* [What is required]:
From the listing below, copy each line that holds "position".
§
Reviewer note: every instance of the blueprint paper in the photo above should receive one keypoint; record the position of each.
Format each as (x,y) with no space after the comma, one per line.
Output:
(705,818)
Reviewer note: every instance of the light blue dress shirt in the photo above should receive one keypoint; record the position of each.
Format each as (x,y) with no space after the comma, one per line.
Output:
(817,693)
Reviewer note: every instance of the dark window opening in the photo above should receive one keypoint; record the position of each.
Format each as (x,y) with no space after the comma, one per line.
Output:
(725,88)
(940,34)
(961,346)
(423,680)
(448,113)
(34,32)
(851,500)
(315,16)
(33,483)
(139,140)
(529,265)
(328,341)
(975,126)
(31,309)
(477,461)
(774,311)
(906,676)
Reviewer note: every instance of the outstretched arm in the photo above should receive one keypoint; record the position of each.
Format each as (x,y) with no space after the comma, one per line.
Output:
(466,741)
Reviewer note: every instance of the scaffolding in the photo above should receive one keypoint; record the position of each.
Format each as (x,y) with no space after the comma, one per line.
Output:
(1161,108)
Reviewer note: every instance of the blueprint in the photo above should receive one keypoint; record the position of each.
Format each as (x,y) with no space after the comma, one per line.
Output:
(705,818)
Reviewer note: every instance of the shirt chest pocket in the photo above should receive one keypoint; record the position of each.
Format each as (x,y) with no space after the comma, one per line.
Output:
§
* [Written answer]:
Reviewer note: every instance of the blueprint paper in the photo above should receive one keypoint; record the position of each.
Reviewer note: every instance of the light blue dress shirt in the photo above should receive one keypoint; record the position of each.
Reviewer note: every instance of the dark window opening in the photo above should receive one keypoint; record the position of each.
Reviewer note: every instance of the outstretched arm in the photo above should receive one keypoint; record the position of each.
Reviewer note: every instance of the scaffolding in the photo above should receive one keypoint; record the position of each.
Reviewer note: every instance of the blueprint in the photo above should receive one keypoint; record the position of each.
Reviewer note: every instance of the shirt chest pocket in the photo above should receive one keypoint; record the position of each.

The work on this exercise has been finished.